■ GOAL
Count the lines in the listing below that contain the word "shorts", and reply with that number alone.

■ EXTRACTED RECORDS
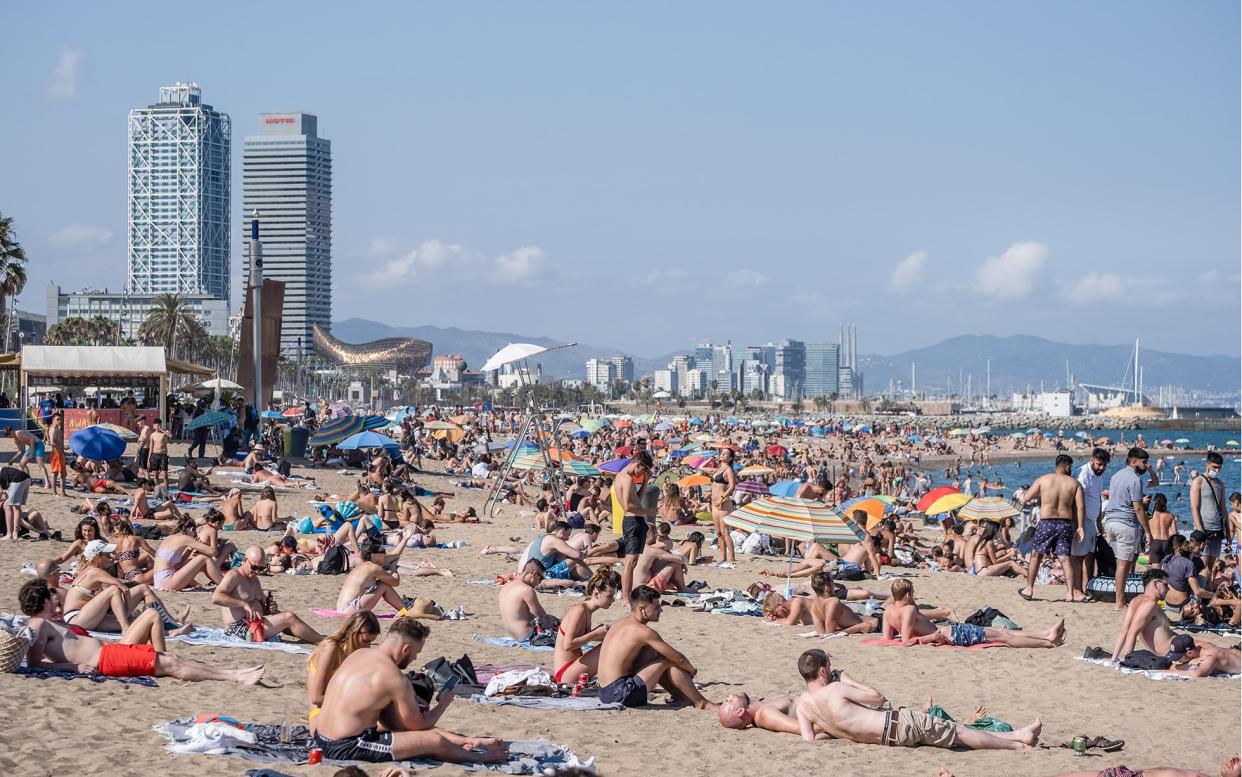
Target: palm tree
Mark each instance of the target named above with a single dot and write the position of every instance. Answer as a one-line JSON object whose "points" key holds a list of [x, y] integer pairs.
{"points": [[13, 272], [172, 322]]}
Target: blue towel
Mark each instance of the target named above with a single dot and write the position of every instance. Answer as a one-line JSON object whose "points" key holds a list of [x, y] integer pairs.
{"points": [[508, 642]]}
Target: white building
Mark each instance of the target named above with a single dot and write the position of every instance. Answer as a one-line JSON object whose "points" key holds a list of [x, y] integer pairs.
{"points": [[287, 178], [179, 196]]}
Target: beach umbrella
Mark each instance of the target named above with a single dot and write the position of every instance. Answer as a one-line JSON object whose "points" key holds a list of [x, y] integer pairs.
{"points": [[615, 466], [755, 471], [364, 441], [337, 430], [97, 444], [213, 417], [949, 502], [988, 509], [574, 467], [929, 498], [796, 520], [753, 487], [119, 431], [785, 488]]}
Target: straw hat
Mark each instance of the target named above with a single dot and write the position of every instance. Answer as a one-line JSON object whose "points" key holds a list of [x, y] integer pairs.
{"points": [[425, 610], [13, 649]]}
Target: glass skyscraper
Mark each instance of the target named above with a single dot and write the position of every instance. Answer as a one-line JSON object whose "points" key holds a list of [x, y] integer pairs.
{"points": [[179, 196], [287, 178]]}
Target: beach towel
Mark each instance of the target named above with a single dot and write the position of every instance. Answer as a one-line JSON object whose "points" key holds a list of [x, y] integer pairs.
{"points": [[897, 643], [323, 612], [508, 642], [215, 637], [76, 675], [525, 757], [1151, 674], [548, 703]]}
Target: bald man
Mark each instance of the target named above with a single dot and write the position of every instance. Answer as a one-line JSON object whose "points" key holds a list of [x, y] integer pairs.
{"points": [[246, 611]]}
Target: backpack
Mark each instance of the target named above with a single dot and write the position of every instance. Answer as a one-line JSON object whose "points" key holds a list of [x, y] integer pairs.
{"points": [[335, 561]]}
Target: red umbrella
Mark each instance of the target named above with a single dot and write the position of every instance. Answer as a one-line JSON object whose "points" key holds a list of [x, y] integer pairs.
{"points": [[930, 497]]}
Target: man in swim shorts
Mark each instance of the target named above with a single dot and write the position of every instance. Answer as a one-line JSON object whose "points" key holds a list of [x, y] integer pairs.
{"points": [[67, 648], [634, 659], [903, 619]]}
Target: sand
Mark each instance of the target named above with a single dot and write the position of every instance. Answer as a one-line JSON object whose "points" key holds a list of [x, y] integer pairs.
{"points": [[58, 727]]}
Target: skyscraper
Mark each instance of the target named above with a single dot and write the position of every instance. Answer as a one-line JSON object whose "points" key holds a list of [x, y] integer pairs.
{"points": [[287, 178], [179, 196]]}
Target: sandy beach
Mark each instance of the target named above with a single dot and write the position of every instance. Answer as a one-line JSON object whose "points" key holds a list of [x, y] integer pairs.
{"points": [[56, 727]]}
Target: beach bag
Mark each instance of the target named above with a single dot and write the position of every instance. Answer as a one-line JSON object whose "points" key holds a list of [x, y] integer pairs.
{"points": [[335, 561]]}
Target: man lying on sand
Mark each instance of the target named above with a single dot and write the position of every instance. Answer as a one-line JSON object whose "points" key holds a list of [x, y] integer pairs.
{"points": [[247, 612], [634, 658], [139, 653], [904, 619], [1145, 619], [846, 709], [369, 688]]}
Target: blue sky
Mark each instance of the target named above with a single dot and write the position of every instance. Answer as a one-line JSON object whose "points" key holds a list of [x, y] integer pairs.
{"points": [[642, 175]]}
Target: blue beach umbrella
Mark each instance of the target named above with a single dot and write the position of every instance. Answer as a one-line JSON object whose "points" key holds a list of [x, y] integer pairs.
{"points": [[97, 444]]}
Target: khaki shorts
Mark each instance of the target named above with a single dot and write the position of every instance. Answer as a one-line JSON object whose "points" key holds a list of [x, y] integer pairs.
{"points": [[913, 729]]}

...

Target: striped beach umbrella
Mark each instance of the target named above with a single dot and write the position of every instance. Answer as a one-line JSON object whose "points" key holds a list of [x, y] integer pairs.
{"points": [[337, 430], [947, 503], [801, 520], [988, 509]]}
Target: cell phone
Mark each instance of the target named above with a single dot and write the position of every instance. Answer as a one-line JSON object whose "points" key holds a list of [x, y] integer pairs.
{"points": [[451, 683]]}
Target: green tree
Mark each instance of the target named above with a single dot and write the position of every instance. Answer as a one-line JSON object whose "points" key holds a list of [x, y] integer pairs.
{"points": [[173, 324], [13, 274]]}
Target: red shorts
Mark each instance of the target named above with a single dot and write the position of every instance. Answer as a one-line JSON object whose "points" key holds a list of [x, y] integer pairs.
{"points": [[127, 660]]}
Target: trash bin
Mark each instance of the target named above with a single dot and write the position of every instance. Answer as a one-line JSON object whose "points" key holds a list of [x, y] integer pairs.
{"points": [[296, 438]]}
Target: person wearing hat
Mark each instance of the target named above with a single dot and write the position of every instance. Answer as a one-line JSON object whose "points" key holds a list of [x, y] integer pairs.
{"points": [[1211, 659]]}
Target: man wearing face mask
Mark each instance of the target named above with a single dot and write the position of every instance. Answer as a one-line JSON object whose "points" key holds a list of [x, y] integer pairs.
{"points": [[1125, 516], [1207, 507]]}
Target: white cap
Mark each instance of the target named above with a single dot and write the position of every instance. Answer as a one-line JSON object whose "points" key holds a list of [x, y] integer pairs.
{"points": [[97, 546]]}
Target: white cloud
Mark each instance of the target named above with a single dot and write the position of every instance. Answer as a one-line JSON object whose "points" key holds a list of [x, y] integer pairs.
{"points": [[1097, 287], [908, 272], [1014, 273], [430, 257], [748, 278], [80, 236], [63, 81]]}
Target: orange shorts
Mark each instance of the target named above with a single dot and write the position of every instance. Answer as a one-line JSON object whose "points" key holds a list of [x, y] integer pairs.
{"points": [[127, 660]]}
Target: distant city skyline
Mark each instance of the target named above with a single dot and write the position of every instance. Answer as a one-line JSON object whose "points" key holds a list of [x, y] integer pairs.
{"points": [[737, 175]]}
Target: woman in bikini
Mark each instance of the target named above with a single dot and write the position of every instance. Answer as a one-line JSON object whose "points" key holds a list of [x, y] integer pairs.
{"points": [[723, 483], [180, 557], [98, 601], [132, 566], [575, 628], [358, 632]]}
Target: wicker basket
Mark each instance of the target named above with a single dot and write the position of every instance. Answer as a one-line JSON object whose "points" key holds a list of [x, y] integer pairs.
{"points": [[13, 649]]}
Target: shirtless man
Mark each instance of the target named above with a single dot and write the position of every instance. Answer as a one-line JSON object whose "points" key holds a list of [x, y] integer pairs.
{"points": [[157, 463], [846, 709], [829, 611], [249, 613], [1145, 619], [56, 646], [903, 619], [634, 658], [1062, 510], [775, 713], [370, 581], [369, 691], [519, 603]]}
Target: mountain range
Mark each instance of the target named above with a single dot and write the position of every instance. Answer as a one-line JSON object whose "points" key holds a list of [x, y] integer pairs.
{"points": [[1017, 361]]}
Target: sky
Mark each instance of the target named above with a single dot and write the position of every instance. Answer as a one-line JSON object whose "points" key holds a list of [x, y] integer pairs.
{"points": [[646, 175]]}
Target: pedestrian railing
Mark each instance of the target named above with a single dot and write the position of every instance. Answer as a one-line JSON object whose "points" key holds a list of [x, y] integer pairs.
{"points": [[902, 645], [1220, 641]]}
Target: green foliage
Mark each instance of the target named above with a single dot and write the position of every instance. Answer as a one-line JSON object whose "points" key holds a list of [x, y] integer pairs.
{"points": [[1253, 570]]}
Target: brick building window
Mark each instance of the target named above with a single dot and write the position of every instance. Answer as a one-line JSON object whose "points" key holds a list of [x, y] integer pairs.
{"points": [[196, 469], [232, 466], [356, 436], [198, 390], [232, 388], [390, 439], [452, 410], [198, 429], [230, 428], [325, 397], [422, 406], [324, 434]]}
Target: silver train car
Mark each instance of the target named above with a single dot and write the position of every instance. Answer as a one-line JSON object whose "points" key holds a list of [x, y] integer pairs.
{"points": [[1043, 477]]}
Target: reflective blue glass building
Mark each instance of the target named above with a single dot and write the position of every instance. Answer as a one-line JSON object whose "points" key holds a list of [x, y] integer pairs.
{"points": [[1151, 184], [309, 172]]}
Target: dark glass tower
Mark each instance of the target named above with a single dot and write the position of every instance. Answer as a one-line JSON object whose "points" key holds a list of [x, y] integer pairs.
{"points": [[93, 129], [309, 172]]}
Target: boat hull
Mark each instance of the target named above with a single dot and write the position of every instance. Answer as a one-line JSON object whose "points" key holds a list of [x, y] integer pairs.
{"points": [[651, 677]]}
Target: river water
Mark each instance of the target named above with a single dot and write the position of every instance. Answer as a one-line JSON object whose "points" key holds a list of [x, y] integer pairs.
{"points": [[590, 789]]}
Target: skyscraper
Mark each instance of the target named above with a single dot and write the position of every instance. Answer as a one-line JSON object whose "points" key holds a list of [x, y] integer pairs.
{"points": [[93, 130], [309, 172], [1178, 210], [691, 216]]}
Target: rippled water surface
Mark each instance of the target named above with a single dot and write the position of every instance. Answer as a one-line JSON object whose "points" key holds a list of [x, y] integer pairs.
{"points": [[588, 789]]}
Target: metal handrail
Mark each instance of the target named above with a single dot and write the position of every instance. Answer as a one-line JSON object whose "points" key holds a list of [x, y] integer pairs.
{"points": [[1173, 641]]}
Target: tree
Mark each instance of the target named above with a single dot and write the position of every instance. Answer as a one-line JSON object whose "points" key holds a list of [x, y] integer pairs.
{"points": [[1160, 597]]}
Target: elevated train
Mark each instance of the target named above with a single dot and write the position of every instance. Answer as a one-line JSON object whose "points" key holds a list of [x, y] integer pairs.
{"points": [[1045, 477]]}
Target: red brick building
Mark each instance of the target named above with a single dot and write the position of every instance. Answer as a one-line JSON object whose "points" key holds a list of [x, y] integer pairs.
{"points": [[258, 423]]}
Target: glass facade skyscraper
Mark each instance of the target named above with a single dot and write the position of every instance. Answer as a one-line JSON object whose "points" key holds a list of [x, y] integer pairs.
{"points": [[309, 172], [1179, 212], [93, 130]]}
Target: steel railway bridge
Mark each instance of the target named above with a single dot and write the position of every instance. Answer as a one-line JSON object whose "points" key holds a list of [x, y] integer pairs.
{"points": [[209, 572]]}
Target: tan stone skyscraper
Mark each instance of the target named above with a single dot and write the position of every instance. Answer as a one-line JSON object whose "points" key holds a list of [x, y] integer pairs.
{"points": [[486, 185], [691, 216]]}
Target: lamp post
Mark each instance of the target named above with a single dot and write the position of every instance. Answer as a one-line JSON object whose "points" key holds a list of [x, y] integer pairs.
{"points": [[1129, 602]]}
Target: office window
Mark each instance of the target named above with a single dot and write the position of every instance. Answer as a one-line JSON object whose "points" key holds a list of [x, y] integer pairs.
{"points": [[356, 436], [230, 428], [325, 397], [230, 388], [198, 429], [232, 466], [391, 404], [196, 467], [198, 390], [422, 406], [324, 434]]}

■ RESULT OF THIS EXERCISE
4